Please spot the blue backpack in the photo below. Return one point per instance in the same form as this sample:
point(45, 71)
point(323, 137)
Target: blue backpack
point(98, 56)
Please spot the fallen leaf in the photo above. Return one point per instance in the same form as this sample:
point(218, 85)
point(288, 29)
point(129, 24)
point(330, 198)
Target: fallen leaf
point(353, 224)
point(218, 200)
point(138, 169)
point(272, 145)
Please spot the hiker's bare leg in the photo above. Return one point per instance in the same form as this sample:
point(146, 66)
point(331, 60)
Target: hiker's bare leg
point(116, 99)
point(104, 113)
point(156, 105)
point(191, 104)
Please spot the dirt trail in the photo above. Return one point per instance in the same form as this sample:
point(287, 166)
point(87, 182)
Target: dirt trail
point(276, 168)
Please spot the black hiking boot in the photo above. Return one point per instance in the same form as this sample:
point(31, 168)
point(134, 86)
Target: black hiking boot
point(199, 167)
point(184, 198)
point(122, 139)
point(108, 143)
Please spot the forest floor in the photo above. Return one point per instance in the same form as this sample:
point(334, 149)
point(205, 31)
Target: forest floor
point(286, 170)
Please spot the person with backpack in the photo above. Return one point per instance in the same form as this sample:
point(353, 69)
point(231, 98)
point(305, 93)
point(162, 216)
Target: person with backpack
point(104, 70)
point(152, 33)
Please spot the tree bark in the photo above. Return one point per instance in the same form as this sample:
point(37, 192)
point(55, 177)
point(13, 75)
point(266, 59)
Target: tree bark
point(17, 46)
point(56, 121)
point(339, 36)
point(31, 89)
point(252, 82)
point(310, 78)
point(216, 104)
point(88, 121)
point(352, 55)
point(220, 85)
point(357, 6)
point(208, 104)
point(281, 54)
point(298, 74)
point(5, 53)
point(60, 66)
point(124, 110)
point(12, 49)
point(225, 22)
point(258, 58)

### WORK INSTRUCTIONS
Rename "Target" to "Object" throughout the records above, and write out all their lines again with nothing else changed.

### THE COMPLETED TASK
Please spot the blue backpack in the photo below. Return one point per instance in the same form as this sample:
point(45, 71)
point(323, 137)
Object: blue backpack
point(98, 56)
Please spot the fallen leaf in the photo above. Return one point per instance in the same form as this sample:
point(218, 85)
point(288, 29)
point(129, 24)
point(330, 198)
Object: fallen leaf
point(353, 224)
point(218, 200)
point(138, 169)
point(272, 145)
Please spot the hiker's bare leg in the photo above. Return one point per instance in the same form as this sample:
point(146, 66)
point(331, 60)
Object: hiker's bare leg
point(116, 99)
point(104, 113)
point(156, 105)
point(191, 104)
Please spot the dirt trail in the photo above. Return one point per instance in the same form as this sample:
point(287, 166)
point(87, 182)
Object: dirt trail
point(276, 168)
Please spot the black hiking boot in the photo above. Return one point per instance in the same form as this sample:
point(31, 168)
point(134, 86)
Object: black hiking boot
point(199, 167)
point(184, 198)
point(122, 139)
point(108, 143)
Please spot the forest floor in the photo above. Return one point per instance in the same form as this sample:
point(334, 149)
point(205, 31)
Object: forest floor
point(286, 170)
Please spot the person with backpack in the photo above. Return one point per instance in the same form as this sample:
point(353, 69)
point(231, 98)
point(305, 93)
point(162, 216)
Object: person with backpack
point(104, 70)
point(152, 33)
Please spot the tree bark in the photo above. Return one point per instance in the same form as this sample:
point(37, 192)
point(55, 177)
point(13, 75)
point(266, 59)
Object: tree bark
point(17, 46)
point(56, 121)
point(339, 36)
point(31, 89)
point(252, 82)
point(310, 78)
point(216, 104)
point(88, 121)
point(352, 55)
point(220, 85)
point(357, 6)
point(208, 104)
point(281, 54)
point(298, 74)
point(5, 53)
point(60, 66)
point(124, 110)
point(12, 49)
point(225, 22)
point(258, 58)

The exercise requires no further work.